TO DO —
[1] Answer these questions about the CFSRB decision passage below, one answer a line:
(a) In which case did the Ontario Court of Appeal rule that a child protection proceeding does not automatically bar the CFSRB from reviewing a complaint?
(b) Until what date was the Applicant's deadline extended?
(c) In which court has the Applicant been involved in child protection application proceedings since September of 2016?
[2] Continue the CFSRB decision passage below, beginning after its final sentence.

— Start DOCUMENT PASSAGE —

6The Ontario Court of Appeal ruled in Children’s Aid Society of Waterloo v. DD, 2011 ONCA 441, that the mere existence of a child protection proceeding does not automatically bar the CFSRB from reviewing a complaint about the services an individual has received from a children’s aid society. In DD the Court found that complaints about how the children’s aid society had handled the temporary placement of the applicant’s children could proceed before the CFSRB. Those complaints “were separate and different from the substantive issues before the court” (para 35).
7With regard to written proceedings, CFSRB Rule 8.1 indicates that the CFSRB may conduct hearings in writing considering issues including fairness to the parties; expediency; cost and efficiency; nature of issues; need for oral testimony.
BACKGROUND
8In a Case Management Direction dated September 5, 2019, the Applicant was directed to make written submissions on the following 2 questions on or before September 20, 2019:
- Have all the issues raised in the Application (except the request for a change of worker) been decided by the court or are currently before the court or have they already been dealt with by the CFSRB in Application CA15-0106?
- Does the Respondent’s August 28, 2019 letter explaining its decision to deny the Applicant’s request for a change of worker fulfil the Respondent’s obligations to hear the Applicant’s concerns and provide her with reasons for that decision?
9On September 22, 2019, the Applicant requested a six-week extension of the deadline to consult with counsel and to review the documents submitted by the Respondent. The Applicant was provided with an extension until October 21, 2019. No submissions were received.
ANALYSIS
10As the Applicant did not provide submissions in relation to the case management direction, I have made my decision based on the written documentation (documentary package, Respondent response, and submissions) that I have before me. My decision to conduct this hearing in writing is fair given that the decision turns on two narrow issues: jurisdiction of issues before the court; and the adequacy of the reasons provided by the Respondent for not replacing the Applicant’s worker. The Applicant was provided an opportunity to make submissions on the two issues and failed to provide them, despite being given 45 days to do so. I also find that deciding this Application in writing is appropriate given the principles of judicial economy and efficiency.
Were the issues raised by the Applicant before the court or decided by the court?
11The first issue before me is whether the issues included in the Application were decided by the court or are before the court. I reviewed the Respondent’s summary response and evidence in support of its position that the CFSRB lacked jurisdiction. The Respondent indicated that there are two ongoing court proceedings involving the Applicant and the Respondent. The Applicant has been involved in child protection application proceedings in the Ontario Court of Justice since September of 2016. The Applicant has also launched a civil suit alleging negligence, breach of statutory duty, breach of Charter rights, and defamation on the part of the Respondent. This action arose from the Applicant’s complaints regarding the alleged sexual abuse of her two younger children.

— End DOCUMENT PASSAGE —
— Start AVAILABLE DATA —

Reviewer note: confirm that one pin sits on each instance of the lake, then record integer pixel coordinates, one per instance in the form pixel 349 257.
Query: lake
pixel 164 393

— End AVAILABLE DATA —

ANSWERS BELOW —
[1]
(a) Children's Aid Society of Waterloo v. DD, 2011 ONCA 441
(b) October 21, 2019
(c) The Ontario Court of Justice

[2]
12I have reviewed the Respondent’s response and find that the substantive issues raised by the Applicant have been decided by the Court through the Child Protection Application (CPA) process. For example, issues related to the apprehension of the children, access and custody were addressed in documents submitted to the court. The Applicant raised her concerns about the health and safety of her children during the child protection application proceedings. Concerns related to parenting were addressed through the court ordered capacity assessment. Concerns with unverified allegations of sexual abuse were included in the Child Advocacy and Assessment Program report which was before the Court in the CPA proceedings.
13In addition, the Respondent indicated that the Applicant had filed a complaint with the CFSRB which was resolved through a negotiated Settlement Agreement. I reviewed the Applicant’s former application file (CA15-0106) and found that in the pre-hearing, the Applicant identified that the Respondent had not provided reasons regarding the following issues:
- Safety concerns related to her children
- Health concerns related to the children
- No response related to the McMaster recommendations
- Lack of communication
- Lack of engagement related to decision making
14I find that these issues have been rolled-forward into the Applicant’s current complaint. The Applicant had an opportunity to argue these issues with the respondent in the settlement conference. The Applicant and Respondent arrived at a full settlement as a result of the settlement conference. As such, I find that these issues have been addressed by the CFSRB mediation process.
15Other than the Respondent’s denial of the change in worker (addressed below), I find that the remaining issues put forward in the Application have been substantively addressed by the Court and/or through the CFSRB process in File CA15-0106.
Were reasons provided for the refusal to remove the worker?
16The second issue I must decide relates to whether the Applicant was provided with reasons for the Respondent’s refusal to remove her worker.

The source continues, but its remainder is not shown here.